The North Carolina Supreme Court on Friday vacated the death sentence of Marcus Reymond Robinson of Fayetteville, who in 2012 was the 1st of 4 people to use the state's controversial Racial Justice Act to be removed from death row.
Robinson is in prison for the murder and robbery of 17-year-old Erik Tornblom in Fayetteville in 1991.
The Racial Justice Act of 2009 allowed death row inmates to petition the courts to review whether racial bias in the criminal justice system influenced their trials and the jury decisions to sentence them to death.
It was lauded by some for its effort to address decades of systemic racism in the criminal justice system and criticized by others as part of a long-term effort to abolish the death penalty.
Robinson and three other defendants used the Racial Justice Act in 2011 and 2012 to persuade Cumberland County Superior Court Judge Greg Weeks that the prosecutors in their murder trials were racially biased in their selection of jurors — that they used their power to strike potential jurors to keep Blacks off the juries under a premise that a Black person would be less likely to convict or vote for a death sentence.
Weeks in 2012 re-sentenced Robinson and the other 3 defendants from Fayetteville-area homicides to life in prison without parole, and they were removed from death row.
The legislature, citing these cases, repealed the Racial Justice Act in 2013, but the 4 remained off death row until the Supreme Court in late 2015 ruled that Weeks made errors at the Racial Justice Act hearings in 2011 and 2012 and the cases need to be done over. The defendants were returned to death row.
In 2017, Superior Court Judge W. Edwin Spainhour said the defendants could no longer use the Racial Justice Act because it had been repealed.
Friday's 4-3 ruling, with the majority opinion written by Chief Justice Cheri Beasley, overturns Spainhour.
Beasley said Robinson's constitutional right against double jeopardy was violated when his death sentence was re-imposed in 2016. Once a death penalty is canceled, she said, court precedents say it cannot be put back on a defendant.
She said Robinson's sentence should be life in prison without parole as specified when the Racial Justice Act was enacted in 2009.
Friday’s decision could allow the other 3 Racial Justice Act defendants to also come off death row, said Associate Justice Paul Newby in a pointed dissent.

> What you need to do
**A)** Name every judge or justice mentioned in the article about the Racial Justice Act, along with the title the article gives each one.
**B)** Answer these questions using the article about the Racial Justice Act:
(i) How old was Erik Tornblom?
(ii) In what year did the legislature repeal the Racial Justice Act?
(iii) What was the vote in Friday's ruling?

Records of labeled points:
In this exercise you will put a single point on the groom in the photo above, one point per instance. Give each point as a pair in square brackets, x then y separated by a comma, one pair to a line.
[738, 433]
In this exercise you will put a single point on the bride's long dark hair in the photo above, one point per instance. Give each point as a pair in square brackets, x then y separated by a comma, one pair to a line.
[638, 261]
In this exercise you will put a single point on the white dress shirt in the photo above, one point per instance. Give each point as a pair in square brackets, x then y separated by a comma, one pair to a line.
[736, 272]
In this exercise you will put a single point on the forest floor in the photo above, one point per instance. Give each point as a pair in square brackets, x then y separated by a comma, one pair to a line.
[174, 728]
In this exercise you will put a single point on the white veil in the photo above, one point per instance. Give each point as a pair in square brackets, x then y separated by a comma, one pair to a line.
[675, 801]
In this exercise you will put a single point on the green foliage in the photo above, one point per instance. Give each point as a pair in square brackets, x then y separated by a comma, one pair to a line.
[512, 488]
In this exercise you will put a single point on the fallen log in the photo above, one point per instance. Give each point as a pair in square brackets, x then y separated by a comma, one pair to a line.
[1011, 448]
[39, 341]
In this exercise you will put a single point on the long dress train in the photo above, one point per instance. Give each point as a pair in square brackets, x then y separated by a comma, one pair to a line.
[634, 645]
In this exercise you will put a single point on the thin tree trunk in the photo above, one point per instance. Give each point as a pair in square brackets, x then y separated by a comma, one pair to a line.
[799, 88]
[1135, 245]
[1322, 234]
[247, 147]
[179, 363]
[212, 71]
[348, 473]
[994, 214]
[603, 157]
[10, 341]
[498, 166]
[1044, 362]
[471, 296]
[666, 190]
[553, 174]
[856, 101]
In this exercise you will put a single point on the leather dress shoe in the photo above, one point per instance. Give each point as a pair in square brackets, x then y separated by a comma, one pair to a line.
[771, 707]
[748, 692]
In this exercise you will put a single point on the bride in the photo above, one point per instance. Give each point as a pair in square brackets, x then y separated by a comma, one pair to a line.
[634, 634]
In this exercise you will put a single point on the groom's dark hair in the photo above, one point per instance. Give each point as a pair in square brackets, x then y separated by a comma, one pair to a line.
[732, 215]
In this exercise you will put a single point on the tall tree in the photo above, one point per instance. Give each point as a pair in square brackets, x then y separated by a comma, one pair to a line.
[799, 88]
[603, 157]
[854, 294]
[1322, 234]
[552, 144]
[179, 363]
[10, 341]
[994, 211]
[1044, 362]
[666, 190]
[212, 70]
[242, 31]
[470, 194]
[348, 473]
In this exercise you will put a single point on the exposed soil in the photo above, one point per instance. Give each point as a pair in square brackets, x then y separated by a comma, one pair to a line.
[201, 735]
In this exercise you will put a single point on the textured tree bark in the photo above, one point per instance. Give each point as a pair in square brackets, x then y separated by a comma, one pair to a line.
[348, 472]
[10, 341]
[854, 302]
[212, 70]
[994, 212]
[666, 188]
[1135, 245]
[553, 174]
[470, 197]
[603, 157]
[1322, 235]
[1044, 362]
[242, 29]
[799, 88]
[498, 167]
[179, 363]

> Response list
**A)**
Greg Weeks, Cumberland County Superior Court Judge
W. Edwin Spainhour, Superior Court Judge
Cheri Beasley, Chief Justice
Paul Newby, Associate Justice

**B)**
(i) 17 years old
(ii) 2013
(iii) 4-3